### TEXT EXCERPT

‘I couldn’t fulfil the expectation of masculinity’
The Flemish film Girl opens the Ghent Film Festival this week, and the director talks to Flanders Today about his own past and the extraordinary journey of the real-life trans girl who inspired him
“It immediately struck me. I was paralysed,” says Dhont (pictured). “The story contained all of these themes that were already really important to me. And I saw a concrete form in which I could talk about these things. I also saw the cinematographic potential.”
So when he graduated from film school at Ghent’s Academy of Fine Arts, he set out to make a movie based on Nora’s extraordinary story. The ensuing film, Girl, brought home six prizes from the Cannes Film Festival in May, including the Fipresci, the Caméra d’or and the Queer Palm. It premieres in Belgium next week on the opening night of the Ghent Film Festival before its release in cinemas on 17 October.
It was the icing on the cake of four years of writing, casting and shooting the movie, which, though not a biopic of Nora, is certainly inspired by her experiences. She was by Dhont’s side throughout the project.
Girl is the story of Lara, a teenager in the midst of a gender transition at the same time she enters a demanding ballet school. This doubles her struggle to accept – indeed to not loathe – her pre-operative body.
While Lara is surrounded by people who love and support her, she is still filled with inner turmoil, desperate to perfectly represent not just a gender but the ultimate archetype of female form and grace – the ballerina.
“When I grew up, I was a very feminine boy, and I always felt awkward,” Dhont shares. “I had the feeling that I couldn’t fulfil this expectation of masculinity. It was something I really struggled with, and it took me a very long time to accept myself and the femininity in me. I think it’s something we need to talk about more – about masculinity and femininity and how that can be a fluid thing.”
While the number of prizes certainly surprised him, Dhont does understand what people see in the film. “It doesn’t go looking at conflict with the outside world,” he explains. “Often when you see a trans or any LGBT character in a film, they have to fight with people who question their identity, who have a problem with them. In this film, we really went looking for the conflict inside the character. She is surrounded by people who accept her, which allows her to be a human being, someone who can make her own mistakes and have an internal struggle. The film brings something new to the table.”

######
### GIVEN ENTRIES

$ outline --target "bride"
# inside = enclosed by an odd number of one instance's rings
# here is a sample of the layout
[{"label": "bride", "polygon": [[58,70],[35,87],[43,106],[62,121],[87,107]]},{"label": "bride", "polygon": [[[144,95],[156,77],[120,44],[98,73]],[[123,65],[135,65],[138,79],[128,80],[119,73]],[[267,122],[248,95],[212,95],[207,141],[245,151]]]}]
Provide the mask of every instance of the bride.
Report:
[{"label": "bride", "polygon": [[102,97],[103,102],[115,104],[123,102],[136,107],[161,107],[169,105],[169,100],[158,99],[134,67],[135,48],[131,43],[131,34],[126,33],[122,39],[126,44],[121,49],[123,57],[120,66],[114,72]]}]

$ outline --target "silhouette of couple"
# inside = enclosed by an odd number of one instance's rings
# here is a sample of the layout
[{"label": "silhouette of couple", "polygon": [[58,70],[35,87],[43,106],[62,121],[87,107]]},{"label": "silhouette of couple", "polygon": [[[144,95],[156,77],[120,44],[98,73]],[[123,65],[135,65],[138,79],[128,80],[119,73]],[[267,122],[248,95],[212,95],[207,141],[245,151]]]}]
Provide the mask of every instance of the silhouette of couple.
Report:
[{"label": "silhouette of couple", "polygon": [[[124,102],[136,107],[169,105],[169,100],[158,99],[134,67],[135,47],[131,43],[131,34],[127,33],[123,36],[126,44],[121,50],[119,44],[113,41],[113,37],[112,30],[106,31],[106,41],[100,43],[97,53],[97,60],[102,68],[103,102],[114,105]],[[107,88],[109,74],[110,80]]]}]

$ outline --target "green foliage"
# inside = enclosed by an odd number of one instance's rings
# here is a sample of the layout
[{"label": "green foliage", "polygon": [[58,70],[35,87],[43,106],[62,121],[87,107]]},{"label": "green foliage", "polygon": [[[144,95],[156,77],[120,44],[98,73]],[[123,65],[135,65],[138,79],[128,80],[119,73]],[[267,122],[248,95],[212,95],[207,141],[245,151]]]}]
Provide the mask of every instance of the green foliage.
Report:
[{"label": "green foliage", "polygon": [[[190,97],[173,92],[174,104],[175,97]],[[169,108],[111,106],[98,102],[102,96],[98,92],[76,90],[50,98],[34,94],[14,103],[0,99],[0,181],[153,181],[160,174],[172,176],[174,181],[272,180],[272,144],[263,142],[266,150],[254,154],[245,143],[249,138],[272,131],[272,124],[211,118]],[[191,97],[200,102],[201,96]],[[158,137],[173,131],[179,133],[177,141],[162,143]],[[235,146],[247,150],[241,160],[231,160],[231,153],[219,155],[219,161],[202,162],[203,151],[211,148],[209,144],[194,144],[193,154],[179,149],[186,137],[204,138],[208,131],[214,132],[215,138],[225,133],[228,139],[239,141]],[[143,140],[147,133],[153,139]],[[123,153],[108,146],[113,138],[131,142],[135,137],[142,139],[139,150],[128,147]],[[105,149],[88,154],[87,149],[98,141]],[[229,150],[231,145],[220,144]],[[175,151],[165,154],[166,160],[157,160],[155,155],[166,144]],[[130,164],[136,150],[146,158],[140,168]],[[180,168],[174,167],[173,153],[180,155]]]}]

######

◆ **PROMPT A**
Repeat the passage from the article on the film Girl that begins at the words "Girl is the" and ends after the words "her pre-operative body.".
◆ **PROMPT B**
Turn the paragraph of the article on the film Girl that begins "So when he graduated from film school" into a short bulleted list that keeps its main facts.
◆ **PROMPT C**
According to the article on the film Girl, what kind of school does Lara enter during her gender transition?

◆ **WRITTEN RESPONSE A**
Girl is the story of Lara, a teenager in the midst of a gender transition at the same time she enters a demanding ballet school. This doubles her struggle to accept – indeed to not loathe – her pre-operative body.

◆ **WRITTEN RESPONSE B**
- After graduating from film school at Ghent's Academy of Fine Arts, Dhont set out to make a film based on Nora's story.
- The film, Girl, won six prizes at the Cannes Film Festival in May, including the Fipresci, the Caméra d'or and the Queer Palm.
- It premieres in Belgium next week on the opening night of the Ghent Film Festival.
- It is released in cinemas on 17 October.

◆ **WRITTEN RESPONSE C**
Lara enters a demanding ballet school.